* Action item *
Note each line of the entries that includes "road". Then copy those lines.

### The records ###

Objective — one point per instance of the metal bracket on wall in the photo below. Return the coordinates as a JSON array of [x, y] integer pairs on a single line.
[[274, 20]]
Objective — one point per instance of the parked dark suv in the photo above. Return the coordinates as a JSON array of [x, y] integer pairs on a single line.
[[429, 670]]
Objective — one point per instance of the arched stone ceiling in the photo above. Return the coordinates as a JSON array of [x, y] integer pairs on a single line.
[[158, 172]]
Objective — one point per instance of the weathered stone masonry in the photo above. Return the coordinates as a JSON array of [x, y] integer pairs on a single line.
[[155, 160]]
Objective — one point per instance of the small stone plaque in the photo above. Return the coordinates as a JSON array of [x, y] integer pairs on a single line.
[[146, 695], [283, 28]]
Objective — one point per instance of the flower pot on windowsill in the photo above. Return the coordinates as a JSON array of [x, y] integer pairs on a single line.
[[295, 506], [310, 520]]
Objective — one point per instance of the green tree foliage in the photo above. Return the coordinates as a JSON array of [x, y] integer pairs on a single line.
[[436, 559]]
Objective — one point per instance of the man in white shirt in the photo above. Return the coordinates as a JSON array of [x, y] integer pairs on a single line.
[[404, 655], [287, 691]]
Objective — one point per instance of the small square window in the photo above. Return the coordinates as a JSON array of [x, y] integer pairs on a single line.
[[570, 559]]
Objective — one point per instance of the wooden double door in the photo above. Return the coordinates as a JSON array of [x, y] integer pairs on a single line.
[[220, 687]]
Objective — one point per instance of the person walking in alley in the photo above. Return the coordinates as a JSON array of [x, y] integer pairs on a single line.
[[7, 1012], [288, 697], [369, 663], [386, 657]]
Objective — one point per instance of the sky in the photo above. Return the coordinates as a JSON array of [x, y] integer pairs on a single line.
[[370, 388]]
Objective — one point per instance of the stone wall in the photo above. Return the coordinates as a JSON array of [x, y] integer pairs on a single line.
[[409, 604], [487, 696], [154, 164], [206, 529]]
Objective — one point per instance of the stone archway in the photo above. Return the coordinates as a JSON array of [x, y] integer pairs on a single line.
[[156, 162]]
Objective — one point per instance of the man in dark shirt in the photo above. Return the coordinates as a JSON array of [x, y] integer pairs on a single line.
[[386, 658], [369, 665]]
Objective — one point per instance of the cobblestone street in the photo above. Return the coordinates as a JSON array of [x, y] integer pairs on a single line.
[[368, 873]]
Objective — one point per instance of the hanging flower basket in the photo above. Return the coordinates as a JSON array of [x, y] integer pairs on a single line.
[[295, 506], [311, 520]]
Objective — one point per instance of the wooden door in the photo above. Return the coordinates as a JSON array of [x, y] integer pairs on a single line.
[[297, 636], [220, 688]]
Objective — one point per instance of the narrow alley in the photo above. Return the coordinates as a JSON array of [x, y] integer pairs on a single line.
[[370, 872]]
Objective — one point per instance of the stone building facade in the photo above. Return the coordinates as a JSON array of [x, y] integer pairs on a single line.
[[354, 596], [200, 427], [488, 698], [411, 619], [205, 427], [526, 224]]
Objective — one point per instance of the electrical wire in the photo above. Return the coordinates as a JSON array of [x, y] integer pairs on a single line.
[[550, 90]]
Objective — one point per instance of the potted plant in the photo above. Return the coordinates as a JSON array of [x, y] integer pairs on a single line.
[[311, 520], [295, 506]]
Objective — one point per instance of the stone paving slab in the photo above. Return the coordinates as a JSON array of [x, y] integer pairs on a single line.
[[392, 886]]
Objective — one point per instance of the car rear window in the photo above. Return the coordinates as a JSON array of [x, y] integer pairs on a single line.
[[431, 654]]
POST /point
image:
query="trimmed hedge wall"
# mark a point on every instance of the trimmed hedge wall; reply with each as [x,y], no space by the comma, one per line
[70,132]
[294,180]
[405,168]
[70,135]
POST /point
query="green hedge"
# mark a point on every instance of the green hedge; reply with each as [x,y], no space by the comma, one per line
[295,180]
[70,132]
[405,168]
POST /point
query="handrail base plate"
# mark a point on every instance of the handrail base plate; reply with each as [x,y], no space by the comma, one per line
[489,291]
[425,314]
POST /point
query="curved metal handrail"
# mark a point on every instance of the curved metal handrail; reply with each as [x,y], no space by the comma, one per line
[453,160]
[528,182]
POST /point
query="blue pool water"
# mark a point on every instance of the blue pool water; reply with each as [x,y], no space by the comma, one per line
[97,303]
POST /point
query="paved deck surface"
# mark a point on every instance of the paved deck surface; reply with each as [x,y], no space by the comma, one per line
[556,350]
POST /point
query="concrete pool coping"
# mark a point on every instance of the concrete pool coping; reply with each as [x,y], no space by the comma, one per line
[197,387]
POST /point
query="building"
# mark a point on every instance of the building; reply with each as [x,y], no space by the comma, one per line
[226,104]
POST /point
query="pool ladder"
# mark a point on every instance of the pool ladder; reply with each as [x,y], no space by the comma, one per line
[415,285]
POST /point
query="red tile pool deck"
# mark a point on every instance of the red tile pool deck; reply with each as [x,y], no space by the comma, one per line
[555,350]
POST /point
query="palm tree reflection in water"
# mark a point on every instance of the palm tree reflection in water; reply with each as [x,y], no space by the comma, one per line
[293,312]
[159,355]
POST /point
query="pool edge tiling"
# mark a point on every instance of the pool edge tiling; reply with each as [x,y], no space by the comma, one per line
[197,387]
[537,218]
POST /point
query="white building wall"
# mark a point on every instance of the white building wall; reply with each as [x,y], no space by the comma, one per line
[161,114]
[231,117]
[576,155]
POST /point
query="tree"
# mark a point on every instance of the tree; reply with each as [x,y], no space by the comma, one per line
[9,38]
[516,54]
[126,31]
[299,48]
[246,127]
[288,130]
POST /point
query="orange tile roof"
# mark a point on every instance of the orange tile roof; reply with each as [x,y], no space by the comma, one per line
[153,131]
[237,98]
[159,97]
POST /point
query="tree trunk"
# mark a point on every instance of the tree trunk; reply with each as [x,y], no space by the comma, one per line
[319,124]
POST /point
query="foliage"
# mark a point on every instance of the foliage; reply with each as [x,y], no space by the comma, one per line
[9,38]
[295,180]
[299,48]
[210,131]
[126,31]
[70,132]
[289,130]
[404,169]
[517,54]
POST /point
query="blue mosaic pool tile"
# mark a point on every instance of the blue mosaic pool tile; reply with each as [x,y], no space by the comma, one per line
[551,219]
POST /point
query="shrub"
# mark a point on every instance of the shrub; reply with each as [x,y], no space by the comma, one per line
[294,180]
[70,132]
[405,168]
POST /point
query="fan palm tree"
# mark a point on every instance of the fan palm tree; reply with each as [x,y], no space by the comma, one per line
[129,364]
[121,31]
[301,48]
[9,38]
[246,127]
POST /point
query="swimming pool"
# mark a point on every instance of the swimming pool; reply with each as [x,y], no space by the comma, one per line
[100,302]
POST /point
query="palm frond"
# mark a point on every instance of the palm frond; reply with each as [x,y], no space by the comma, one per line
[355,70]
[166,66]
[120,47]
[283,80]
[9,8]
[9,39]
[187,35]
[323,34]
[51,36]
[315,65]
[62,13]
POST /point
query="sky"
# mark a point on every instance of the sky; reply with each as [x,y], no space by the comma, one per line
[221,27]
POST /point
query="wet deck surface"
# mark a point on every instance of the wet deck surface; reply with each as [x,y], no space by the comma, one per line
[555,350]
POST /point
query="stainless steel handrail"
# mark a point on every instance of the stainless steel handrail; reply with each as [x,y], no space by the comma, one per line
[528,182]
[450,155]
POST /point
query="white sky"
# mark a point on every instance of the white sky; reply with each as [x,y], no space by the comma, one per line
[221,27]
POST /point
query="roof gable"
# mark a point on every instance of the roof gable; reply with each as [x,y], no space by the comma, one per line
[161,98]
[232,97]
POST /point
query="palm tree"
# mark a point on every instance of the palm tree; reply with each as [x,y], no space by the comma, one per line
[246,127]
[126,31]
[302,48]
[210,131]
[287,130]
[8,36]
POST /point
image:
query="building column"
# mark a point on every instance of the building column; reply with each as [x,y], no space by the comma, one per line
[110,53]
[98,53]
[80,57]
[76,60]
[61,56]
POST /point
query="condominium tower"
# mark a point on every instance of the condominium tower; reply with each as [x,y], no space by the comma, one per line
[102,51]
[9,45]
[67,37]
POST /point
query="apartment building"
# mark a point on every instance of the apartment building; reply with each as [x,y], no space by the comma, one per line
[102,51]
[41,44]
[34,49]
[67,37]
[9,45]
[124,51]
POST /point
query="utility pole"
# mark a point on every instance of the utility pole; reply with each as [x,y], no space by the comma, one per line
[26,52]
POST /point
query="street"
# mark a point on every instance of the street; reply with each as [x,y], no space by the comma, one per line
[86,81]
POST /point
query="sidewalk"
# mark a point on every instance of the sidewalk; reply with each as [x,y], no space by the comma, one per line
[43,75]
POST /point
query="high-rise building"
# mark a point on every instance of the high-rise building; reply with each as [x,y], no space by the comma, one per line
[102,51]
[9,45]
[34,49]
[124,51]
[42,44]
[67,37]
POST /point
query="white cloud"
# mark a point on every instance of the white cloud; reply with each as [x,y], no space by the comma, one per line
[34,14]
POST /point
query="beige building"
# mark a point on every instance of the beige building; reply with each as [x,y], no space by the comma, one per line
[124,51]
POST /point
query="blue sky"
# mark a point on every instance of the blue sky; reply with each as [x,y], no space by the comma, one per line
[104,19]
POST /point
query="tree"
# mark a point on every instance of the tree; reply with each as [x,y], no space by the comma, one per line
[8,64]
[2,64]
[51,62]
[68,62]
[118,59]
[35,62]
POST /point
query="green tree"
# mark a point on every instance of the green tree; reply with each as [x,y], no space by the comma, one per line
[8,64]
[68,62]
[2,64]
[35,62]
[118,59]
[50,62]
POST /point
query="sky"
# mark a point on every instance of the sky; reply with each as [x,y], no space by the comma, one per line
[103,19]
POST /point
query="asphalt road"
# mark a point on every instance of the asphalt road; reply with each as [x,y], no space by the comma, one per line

###

* Reply to the task *
query="asphalt road"
# mark a point on every instance of the asphalt road; reply with each as [x,y], no space by the comma, one per line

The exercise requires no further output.